[WHAT YOU WILL DO]:
Give back only the lines from the one with "like [209, 301]." through the last line of the data, exactly as they appear.

[MATERIAL SUPPLIED]:

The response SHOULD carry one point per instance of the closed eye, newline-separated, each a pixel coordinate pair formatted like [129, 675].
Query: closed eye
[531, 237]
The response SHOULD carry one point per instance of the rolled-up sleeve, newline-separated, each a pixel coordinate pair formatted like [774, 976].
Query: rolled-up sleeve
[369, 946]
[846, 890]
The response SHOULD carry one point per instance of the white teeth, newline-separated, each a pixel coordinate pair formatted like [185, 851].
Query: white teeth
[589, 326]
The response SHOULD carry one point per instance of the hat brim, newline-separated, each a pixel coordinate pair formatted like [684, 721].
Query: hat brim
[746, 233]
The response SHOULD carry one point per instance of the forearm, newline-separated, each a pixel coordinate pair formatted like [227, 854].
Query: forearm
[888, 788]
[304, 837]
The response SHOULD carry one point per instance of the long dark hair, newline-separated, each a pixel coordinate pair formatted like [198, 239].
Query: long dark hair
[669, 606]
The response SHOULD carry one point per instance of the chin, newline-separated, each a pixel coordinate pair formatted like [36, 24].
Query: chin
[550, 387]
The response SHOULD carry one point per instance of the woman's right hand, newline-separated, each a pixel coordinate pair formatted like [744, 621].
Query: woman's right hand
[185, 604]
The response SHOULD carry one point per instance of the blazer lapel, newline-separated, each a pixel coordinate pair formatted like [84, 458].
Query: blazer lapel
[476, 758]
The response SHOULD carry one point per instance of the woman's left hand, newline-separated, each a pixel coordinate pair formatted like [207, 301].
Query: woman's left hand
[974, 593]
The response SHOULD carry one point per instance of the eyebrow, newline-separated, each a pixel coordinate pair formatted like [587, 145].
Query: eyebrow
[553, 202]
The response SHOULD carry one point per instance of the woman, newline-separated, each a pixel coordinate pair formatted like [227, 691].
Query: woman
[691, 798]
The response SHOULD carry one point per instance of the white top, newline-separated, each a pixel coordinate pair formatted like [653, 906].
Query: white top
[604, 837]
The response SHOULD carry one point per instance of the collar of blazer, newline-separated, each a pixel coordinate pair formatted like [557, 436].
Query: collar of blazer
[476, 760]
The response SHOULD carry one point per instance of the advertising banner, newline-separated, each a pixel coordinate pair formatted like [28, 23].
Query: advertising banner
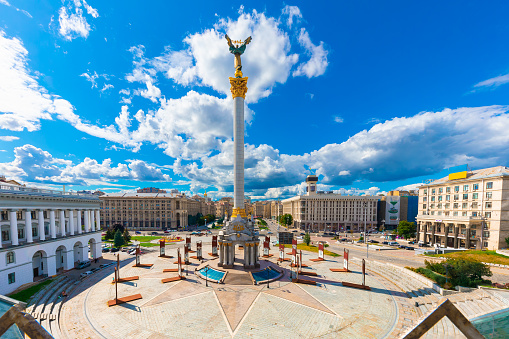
[392, 207]
[214, 245]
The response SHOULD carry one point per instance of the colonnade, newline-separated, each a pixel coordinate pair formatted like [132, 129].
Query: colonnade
[92, 222]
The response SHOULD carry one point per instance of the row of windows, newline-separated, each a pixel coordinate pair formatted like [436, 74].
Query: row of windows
[466, 187]
[488, 204]
[464, 196]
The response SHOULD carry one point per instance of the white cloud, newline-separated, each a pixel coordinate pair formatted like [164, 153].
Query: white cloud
[317, 63]
[292, 12]
[493, 82]
[73, 23]
[338, 119]
[32, 164]
[8, 138]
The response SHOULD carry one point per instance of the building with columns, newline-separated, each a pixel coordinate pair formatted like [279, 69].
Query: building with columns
[468, 209]
[45, 232]
[328, 212]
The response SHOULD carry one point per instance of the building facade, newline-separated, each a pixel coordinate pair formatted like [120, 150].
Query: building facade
[147, 211]
[45, 232]
[324, 212]
[467, 209]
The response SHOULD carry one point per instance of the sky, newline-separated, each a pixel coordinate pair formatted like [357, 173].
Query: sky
[370, 96]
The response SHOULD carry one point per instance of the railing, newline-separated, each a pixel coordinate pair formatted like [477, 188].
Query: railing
[45, 191]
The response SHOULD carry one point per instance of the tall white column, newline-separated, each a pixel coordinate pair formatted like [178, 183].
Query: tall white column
[42, 234]
[28, 225]
[78, 221]
[92, 220]
[98, 219]
[71, 222]
[52, 227]
[61, 219]
[14, 228]
[238, 152]
[87, 220]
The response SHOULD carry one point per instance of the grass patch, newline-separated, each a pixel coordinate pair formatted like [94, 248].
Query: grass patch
[483, 256]
[145, 238]
[29, 292]
[148, 244]
[314, 249]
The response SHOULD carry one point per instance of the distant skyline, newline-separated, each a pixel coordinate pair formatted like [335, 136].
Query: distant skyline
[370, 96]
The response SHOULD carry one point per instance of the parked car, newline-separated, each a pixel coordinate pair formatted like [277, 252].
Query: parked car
[86, 274]
[83, 264]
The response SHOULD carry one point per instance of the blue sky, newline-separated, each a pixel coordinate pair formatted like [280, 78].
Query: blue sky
[371, 96]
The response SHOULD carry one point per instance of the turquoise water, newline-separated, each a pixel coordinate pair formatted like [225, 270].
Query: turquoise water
[495, 325]
[13, 332]
[263, 274]
[211, 273]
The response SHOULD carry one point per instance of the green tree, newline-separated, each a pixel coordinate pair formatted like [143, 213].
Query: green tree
[126, 236]
[118, 241]
[307, 239]
[406, 229]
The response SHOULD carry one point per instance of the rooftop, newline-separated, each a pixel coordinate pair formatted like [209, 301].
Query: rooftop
[476, 175]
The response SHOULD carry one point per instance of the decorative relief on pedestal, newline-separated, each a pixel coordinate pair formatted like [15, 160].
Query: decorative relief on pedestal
[238, 87]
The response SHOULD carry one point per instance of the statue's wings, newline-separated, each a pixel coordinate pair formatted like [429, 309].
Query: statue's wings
[229, 40]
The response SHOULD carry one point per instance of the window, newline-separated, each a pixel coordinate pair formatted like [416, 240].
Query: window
[10, 257]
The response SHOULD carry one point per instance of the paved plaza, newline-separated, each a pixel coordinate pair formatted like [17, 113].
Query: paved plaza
[188, 308]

[SOLUTION TO THIS TASK]:
The response SHOULD carry one point per instance of the rooftop, newline-separated, each a pixel coordinate pair formatted like [209, 301].
Query: rooftop
[476, 175]
The response SHOULD carry one point per instance of the decorative relief on pedestal, newline-separated, each a pixel coordinate pair formatted like [15, 160].
Query: decorative relief on pedestal
[238, 87]
The response SHOULD carry one point per instance of the statue's wings, newline-separated, each a pixel coordinate pair formatted like [429, 309].
Query: statue's wings
[229, 40]
The response SHOULD carry one point per instance of the window, newline-separated, each a pixel coordinate pair formatted like [416, 240].
Query: window
[10, 257]
The response SHOULD carry one point per instance of the paved plaza, newline-separated, each a pixel coordinate pair formatted like [17, 113].
Query: paved plaza
[188, 308]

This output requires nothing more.